Requirements: In the lines below, swap every "Identify" for "Mark" and leave everything else exactly the same.

Exercise materials:
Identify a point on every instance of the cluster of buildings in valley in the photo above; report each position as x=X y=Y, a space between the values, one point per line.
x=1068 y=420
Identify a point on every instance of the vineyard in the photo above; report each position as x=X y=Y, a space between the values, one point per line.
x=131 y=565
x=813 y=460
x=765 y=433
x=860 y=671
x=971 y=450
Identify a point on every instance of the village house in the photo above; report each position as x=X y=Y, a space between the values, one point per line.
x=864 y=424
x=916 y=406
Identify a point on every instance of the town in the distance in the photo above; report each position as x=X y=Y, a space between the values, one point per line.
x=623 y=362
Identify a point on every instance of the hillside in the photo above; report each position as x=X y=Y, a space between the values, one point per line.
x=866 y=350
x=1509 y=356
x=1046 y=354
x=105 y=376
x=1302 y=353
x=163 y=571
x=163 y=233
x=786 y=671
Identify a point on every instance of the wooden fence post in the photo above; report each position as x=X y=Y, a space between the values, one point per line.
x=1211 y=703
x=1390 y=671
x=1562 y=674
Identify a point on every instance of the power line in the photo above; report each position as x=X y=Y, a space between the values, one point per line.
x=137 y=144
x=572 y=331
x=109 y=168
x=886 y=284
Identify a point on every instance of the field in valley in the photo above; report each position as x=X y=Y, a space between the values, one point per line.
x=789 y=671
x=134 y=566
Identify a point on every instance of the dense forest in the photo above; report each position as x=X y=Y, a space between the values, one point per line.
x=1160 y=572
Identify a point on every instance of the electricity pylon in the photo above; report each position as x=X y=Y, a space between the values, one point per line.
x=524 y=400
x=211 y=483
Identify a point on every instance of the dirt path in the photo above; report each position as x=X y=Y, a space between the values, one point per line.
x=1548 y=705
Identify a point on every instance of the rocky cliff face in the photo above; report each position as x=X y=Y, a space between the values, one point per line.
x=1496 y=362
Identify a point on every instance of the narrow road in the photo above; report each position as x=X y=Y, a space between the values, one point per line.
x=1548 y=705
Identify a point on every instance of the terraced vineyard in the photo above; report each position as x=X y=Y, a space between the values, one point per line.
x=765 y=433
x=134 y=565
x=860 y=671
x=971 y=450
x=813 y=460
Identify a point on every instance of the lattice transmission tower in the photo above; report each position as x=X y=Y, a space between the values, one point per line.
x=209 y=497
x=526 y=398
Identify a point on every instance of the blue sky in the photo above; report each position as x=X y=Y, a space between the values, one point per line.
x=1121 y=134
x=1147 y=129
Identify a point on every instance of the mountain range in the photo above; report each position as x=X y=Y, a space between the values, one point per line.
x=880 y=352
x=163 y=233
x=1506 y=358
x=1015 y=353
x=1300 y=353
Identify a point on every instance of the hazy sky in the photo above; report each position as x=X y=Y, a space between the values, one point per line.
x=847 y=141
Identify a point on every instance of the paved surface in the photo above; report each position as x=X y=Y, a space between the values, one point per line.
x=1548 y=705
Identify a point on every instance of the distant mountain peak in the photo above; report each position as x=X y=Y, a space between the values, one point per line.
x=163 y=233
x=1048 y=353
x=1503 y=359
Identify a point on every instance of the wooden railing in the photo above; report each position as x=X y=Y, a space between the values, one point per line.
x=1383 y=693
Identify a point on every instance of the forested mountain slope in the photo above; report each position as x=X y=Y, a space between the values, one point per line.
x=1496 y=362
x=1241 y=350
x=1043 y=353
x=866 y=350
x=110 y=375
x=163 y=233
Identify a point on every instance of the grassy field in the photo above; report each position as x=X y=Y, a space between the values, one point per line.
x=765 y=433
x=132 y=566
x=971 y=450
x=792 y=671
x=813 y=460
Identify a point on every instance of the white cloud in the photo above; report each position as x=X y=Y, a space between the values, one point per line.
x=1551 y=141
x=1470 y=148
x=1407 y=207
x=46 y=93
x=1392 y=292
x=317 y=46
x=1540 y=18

Solution for this task:
Mark a point on every instance of the cluster of buildings in valley in the photo above; report each position as x=X y=Y, a space between the values, one point per line.
x=1068 y=420
Mark a point on every instance of the vineyard in the photo above; report each position as x=X y=Y, a space between the values, one point per line.
x=131 y=565
x=813 y=460
x=765 y=433
x=860 y=671
x=971 y=450
Mark a point on every instance of the village house in the photo above; report each position as x=X y=Y, a space between the values, one point per line.
x=864 y=424
x=916 y=406
Mark a point on every instance of the town in the distance in the photo above; report each position as x=X y=Y, a space between the values, one point per line.
x=623 y=362
Mark a point on every instance of the hillside in the photo above; report each position as x=X y=Y, a space between the values, one point per line.
x=866 y=350
x=1509 y=356
x=1046 y=354
x=105 y=376
x=1302 y=353
x=163 y=571
x=163 y=233
x=786 y=671
Mark a point on every instance of the wooden fence post in the photo above; report each position as x=X y=Y, a space between the values, one point per line.
x=1211 y=703
x=1390 y=671
x=1562 y=674
Mark a point on every instance of the power line in the photo above; report each position as x=X y=Y, a space between the values, one point per line.
x=137 y=144
x=572 y=331
x=109 y=168
x=886 y=284
Mark a point on every instance of the field in valley in the photo above; report each position as x=X y=Y, a space between the values, one point per line.
x=789 y=671
x=134 y=566
Mark a point on every instance of the dense forest in the photo above; report each position as x=X y=Y, a space between the values, one point per line.
x=1160 y=572
Mark a point on every instance of the electricity pylon in the photo above; report each position as x=X y=Y, a space between the values, one point per line.
x=524 y=400
x=211 y=483
Mark a point on every instance of the dirt path in the photo above; report each position as x=X y=Y, a space between the values, one point per line.
x=1548 y=705
Mark a point on every instance of the rocky cliff face in the photo above; report each position as x=X y=Y, a space between the values, one point per line.
x=1496 y=362
Mark a point on every instance of the narrow road in the photo above; report each position as x=X y=Y, a space between the values, one point per line.
x=1548 y=705
Mark a point on every instance of the terraced vineyard in the photo above; report each position as x=X y=Y, a space between the values, one point per line.
x=765 y=433
x=134 y=565
x=860 y=671
x=971 y=450
x=813 y=460
Mark a point on every instance of the lattice transmission tower in the photo above; report each position as x=X y=Y, a space between the values, one point per line.
x=209 y=497
x=526 y=398
Mark a point on every instance of the blue sky in the photo above; report each position as x=X y=Y, a space between the values, one point per line.
x=1121 y=134
x=1147 y=129
Mark a point on every instance of the mountain range in the photo above; report each position as x=X y=Y, a space between the values, one point per line.
x=880 y=352
x=163 y=233
x=1506 y=358
x=1015 y=353
x=1300 y=353
Mark a point on every instance of the hazy sky in the photo above; report each position as x=X y=Y, a space between the values, one point per line.
x=847 y=141
Mark a point on every instance of the paved surface in the photo above; report each position as x=X y=Y, a space between the values, one point per line.
x=1548 y=705
Mark a point on every instance of the distant mountain peak in the photo above; report each position as x=X y=Y, a space between the values, one point per line.
x=163 y=233
x=1048 y=353
x=1503 y=359
Mark a point on every instance of the wooden railing in the photo above; report each position as x=X y=Y, a space between the values, one point per line.
x=1383 y=693
Mark a point on every instance of the forested mountain slope in the photo above; report each position as x=X y=Y, a space between the values, one point per line.
x=1496 y=362
x=1241 y=350
x=1043 y=353
x=866 y=350
x=110 y=375
x=163 y=233
Mark a point on every instance of the grassy field in the photo above; report each position as x=X y=Y, a space between the values, one point per line.
x=765 y=433
x=132 y=566
x=971 y=450
x=792 y=671
x=813 y=460
Mark a point on every instance of the white cloud in the photo above; report each position as x=X y=Y, a space between the values, one point per line.
x=1551 y=141
x=1470 y=148
x=1407 y=207
x=46 y=93
x=1392 y=292
x=317 y=46
x=1540 y=18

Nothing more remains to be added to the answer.